-- THE PROBLEM --
Could you edit the rows below so that each "dark storm cloud" becomes "gray rain cloud", with everything else unchanged and the pictures left out?

>>>

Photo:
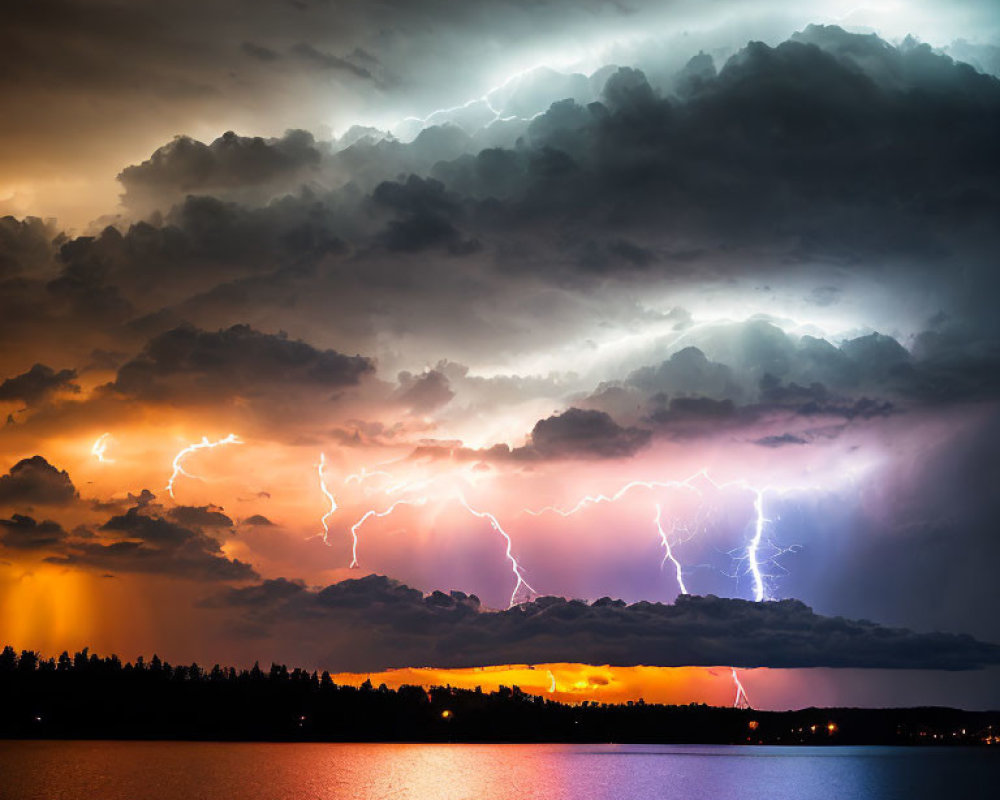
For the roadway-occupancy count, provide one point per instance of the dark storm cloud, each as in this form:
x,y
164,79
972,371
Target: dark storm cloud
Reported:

<<<

-- ANSWER TO THE EXERCISE --
Photo:
For the roadway-occupancy count, provide one point per instance of the gray rain cloud, each as in this form:
x,y
164,79
972,371
Target: gray rain cloud
Reported:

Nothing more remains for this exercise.